Stored records
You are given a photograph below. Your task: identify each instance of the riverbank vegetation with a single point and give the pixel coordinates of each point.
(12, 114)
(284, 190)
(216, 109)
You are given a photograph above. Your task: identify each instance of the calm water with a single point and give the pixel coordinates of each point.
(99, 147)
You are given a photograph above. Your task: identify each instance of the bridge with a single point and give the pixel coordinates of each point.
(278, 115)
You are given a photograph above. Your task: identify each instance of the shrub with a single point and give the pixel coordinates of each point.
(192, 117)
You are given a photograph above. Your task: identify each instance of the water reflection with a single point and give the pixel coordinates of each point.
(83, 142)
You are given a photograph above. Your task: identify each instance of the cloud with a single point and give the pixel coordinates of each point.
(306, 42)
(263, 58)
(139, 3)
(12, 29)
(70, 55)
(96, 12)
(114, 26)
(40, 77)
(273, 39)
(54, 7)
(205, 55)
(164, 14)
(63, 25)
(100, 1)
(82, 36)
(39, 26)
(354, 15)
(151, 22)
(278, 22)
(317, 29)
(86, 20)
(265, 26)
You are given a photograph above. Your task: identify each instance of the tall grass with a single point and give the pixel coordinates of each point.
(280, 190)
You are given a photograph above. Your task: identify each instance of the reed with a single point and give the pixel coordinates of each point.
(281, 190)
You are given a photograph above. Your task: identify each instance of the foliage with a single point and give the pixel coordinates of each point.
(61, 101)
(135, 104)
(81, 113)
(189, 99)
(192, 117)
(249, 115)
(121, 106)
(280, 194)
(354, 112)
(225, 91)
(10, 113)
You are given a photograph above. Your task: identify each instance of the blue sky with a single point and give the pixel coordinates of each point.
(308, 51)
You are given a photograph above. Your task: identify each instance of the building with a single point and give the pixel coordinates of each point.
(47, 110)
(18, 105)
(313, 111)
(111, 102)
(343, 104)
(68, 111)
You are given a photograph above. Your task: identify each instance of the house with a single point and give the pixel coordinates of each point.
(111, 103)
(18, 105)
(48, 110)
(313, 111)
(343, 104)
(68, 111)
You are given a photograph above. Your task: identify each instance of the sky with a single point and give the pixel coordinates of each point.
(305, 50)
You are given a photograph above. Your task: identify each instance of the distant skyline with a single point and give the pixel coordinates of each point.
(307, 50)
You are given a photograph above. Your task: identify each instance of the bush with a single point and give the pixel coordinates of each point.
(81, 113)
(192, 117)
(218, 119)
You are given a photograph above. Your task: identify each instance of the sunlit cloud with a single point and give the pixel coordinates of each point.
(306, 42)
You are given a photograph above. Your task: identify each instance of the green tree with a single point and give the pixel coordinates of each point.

Work instructions
Using the exact wording, write out all of the records.

Worked solution
You are given a photograph below. Your task: identify each instance of the riverbank vegetation with a single point and give the pixel coordinates of each point.
(12, 114)
(284, 190)
(216, 109)
You are given a photograph above. Your task: identify each instance of the calm water with a single point and give the pixel coordinates of each point.
(99, 147)
You are given a photograph above. Your task: identify each instance of the bridge with a single point and give the pixel coordinates of each point.
(278, 115)
You are given a photograph above. Your task: identify each instance of the shrub with a single point and give the pixel coordinates of each point.
(192, 117)
You are given a photograph above. Your task: identify each instance of the water reflection with a single point and give the pixel coordinates of each point.
(83, 142)
You are given a photograph above. Your task: identify each instance of the cloud with a single point and give the pixel coordinates of each point.
(306, 42)
(263, 58)
(139, 3)
(12, 29)
(70, 55)
(96, 12)
(114, 26)
(40, 77)
(273, 39)
(54, 7)
(205, 55)
(164, 14)
(63, 25)
(100, 1)
(82, 36)
(39, 26)
(354, 15)
(151, 22)
(278, 22)
(317, 29)
(86, 20)
(265, 26)
You are given a photograph above. Your task: identify each instance of the tall grass with a single point and give the pixel coordinates of each point.
(280, 190)
You are given a photograph above. Your task: identify each instance of the reed with a single point and give the pixel coordinates of each point.
(281, 190)
You are given a photograph above. Your task: identify each instance of the foliage with a single point and give the pixel coordinates of each point.
(61, 101)
(135, 104)
(81, 113)
(189, 99)
(192, 117)
(249, 115)
(121, 106)
(280, 194)
(354, 112)
(225, 91)
(10, 113)
You are given a photograph above. Your task: identify each instance of the blue sky with a single point and give the pixel coordinates of each point.
(308, 51)
You are given a photograph above. Your task: identify each instance of the building with a single point and give the pixel coordinates of each point.
(47, 110)
(18, 105)
(313, 111)
(111, 102)
(343, 104)
(68, 111)
You are given a photograph above. Your task: identify each instance of the house with a single point and give the pixel coordinates of each point.
(111, 103)
(18, 105)
(48, 110)
(313, 111)
(343, 104)
(68, 111)
You are given a photograph above. Your task: identify each instance of the sky with a single point and give the pixel coordinates of each point.
(305, 50)
You are given a photograph above. Your task: identify each instance of the distant skyline with a single point and give the pixel coordinates of each point.
(307, 50)
You are given a photograph above. Your task: identify each instance of the bush with a single point and give the pixel coordinates of each point.
(81, 113)
(192, 117)
(218, 119)
You are given a photograph above. Your task: identify each instance of the sunlit cloud with a single point and give the pixel coordinates of each point.
(306, 42)
You are given a photograph above. Your task: identify each instance of the green tree with a single point and give the pixel coordinates of each point.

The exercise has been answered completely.